→ **What is being asked**:
With the line containing "Please point out the woman's nose" as the first line and the last line of the records as the final one, reproduce that range exactly.

*** Data to process ***

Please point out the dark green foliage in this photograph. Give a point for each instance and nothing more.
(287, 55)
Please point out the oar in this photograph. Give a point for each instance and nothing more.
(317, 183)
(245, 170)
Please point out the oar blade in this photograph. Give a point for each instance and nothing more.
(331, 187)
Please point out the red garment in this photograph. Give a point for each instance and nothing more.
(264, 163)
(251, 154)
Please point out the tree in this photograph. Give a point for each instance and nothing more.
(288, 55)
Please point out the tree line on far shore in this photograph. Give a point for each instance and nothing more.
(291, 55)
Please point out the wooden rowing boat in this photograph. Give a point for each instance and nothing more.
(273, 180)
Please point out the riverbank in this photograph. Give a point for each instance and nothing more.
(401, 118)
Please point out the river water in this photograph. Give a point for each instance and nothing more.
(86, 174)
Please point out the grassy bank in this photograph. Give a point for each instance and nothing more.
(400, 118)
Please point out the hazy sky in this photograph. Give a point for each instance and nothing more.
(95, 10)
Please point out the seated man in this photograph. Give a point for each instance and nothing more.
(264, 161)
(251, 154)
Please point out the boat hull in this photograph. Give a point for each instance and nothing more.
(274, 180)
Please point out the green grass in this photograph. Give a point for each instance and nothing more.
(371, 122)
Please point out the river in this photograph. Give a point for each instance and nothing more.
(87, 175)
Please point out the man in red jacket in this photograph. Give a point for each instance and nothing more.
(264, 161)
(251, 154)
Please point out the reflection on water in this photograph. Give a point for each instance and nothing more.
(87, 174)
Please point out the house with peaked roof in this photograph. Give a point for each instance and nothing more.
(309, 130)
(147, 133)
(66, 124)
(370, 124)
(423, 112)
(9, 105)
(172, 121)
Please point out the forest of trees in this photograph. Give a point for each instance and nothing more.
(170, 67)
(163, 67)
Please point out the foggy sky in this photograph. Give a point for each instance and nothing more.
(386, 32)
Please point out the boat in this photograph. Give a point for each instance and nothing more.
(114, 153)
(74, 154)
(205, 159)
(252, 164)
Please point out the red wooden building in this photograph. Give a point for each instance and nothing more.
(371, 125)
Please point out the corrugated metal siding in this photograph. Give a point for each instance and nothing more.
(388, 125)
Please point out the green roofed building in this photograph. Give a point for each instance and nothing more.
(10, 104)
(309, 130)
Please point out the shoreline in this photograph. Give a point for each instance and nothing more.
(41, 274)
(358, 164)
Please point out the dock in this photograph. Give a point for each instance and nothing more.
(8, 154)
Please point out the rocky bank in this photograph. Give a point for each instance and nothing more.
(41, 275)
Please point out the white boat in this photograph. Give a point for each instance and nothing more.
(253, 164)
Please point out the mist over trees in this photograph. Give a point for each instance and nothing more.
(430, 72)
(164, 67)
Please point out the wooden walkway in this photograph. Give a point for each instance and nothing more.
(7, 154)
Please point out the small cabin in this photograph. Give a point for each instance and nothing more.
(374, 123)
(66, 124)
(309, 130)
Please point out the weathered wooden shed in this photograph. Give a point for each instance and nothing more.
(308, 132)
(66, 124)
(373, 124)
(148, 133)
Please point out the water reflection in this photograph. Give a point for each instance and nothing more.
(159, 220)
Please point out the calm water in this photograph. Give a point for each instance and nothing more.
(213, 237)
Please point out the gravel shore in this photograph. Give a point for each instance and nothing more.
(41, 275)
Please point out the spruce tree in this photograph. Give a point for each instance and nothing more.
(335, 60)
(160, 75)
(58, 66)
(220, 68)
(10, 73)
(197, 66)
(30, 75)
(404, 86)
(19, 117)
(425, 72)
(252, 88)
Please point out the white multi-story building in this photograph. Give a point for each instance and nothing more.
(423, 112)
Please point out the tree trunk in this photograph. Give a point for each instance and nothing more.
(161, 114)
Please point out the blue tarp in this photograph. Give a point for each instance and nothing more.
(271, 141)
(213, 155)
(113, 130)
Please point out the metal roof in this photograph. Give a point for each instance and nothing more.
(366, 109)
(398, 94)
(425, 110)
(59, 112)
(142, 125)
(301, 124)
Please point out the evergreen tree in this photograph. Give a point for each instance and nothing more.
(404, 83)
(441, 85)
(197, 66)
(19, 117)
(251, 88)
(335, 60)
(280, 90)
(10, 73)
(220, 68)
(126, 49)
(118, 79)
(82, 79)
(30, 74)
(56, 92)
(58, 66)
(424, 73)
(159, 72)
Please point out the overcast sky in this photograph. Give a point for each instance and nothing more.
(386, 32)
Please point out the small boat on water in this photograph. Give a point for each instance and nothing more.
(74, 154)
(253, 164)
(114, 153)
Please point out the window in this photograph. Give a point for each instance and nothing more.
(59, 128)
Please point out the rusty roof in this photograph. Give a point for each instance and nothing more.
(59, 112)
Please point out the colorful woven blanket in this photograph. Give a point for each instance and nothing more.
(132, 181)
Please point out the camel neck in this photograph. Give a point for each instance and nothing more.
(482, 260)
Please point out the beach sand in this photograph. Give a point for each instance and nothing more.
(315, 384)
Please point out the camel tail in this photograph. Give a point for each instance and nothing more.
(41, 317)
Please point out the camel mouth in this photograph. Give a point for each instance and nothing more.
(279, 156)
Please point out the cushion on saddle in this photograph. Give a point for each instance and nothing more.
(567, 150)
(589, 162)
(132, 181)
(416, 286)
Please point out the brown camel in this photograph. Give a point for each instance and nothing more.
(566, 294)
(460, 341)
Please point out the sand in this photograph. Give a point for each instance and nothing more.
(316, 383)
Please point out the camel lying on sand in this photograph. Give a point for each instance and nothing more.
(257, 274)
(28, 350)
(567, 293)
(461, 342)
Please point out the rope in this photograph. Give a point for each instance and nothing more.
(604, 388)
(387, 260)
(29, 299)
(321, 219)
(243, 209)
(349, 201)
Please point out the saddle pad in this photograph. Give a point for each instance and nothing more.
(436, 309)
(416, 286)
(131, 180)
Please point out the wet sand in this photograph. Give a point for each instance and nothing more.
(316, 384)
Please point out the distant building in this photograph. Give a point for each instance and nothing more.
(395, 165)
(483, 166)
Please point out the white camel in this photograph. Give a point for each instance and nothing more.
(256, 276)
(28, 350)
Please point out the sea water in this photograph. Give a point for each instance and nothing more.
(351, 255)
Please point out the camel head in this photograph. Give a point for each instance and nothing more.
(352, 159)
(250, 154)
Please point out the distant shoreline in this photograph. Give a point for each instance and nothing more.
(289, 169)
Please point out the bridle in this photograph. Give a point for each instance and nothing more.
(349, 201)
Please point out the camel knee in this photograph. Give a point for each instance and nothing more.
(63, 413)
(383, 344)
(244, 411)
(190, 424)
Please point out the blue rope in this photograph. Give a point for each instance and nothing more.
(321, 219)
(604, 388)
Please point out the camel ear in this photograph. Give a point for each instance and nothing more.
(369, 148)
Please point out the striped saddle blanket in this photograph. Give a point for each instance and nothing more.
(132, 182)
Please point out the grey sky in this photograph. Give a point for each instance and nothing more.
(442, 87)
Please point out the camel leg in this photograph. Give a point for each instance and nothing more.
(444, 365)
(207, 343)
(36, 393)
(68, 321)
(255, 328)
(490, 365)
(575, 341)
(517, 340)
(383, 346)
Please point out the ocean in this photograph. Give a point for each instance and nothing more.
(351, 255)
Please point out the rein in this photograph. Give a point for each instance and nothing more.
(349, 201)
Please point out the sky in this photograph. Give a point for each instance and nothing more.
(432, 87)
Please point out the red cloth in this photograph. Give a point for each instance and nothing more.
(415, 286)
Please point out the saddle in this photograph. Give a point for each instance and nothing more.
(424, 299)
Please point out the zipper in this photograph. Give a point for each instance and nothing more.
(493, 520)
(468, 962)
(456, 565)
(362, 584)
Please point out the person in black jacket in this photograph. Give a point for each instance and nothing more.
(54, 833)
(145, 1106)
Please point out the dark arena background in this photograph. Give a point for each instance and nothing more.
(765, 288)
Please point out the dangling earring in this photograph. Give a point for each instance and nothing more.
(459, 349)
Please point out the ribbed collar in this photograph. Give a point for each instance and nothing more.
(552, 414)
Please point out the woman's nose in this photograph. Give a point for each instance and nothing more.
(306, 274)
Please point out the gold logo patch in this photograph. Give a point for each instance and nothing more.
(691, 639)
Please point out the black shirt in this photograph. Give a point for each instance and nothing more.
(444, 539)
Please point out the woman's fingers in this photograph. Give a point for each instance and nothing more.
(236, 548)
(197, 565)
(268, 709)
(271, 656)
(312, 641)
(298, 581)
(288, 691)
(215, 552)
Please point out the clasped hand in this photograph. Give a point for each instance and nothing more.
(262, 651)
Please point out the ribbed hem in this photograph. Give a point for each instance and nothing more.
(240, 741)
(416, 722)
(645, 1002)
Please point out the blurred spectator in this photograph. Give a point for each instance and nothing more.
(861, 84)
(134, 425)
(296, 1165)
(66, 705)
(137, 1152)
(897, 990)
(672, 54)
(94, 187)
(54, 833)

***

→ **Task answer**:
Please point out the woman's nose in this photograph. Give a point for each instance and nothing more.
(306, 274)
Please point out the gold logo patch in this photograph. Give a point for each instance and nothing more.
(691, 639)
Please point out the black shirt in this photograph. Give a point for each instance and nothing more.
(444, 539)
Please point out the woman's fingers in this photograph. Give a point for each instance and nothing more.
(236, 548)
(197, 565)
(268, 709)
(271, 656)
(312, 641)
(298, 581)
(288, 691)
(215, 552)
Please point out the clasped hand in this photograph. Give a point for each instance and nothing more.
(262, 651)
Please point out the ribbed hem in this photograph. Give a point for each instance and nothing more.
(240, 741)
(416, 722)
(645, 1002)
Please point out the blurred spectator in this photograph. Give a point for each instance and nothing more.
(861, 84)
(134, 425)
(296, 1165)
(66, 705)
(137, 1152)
(897, 990)
(672, 54)
(94, 187)
(54, 833)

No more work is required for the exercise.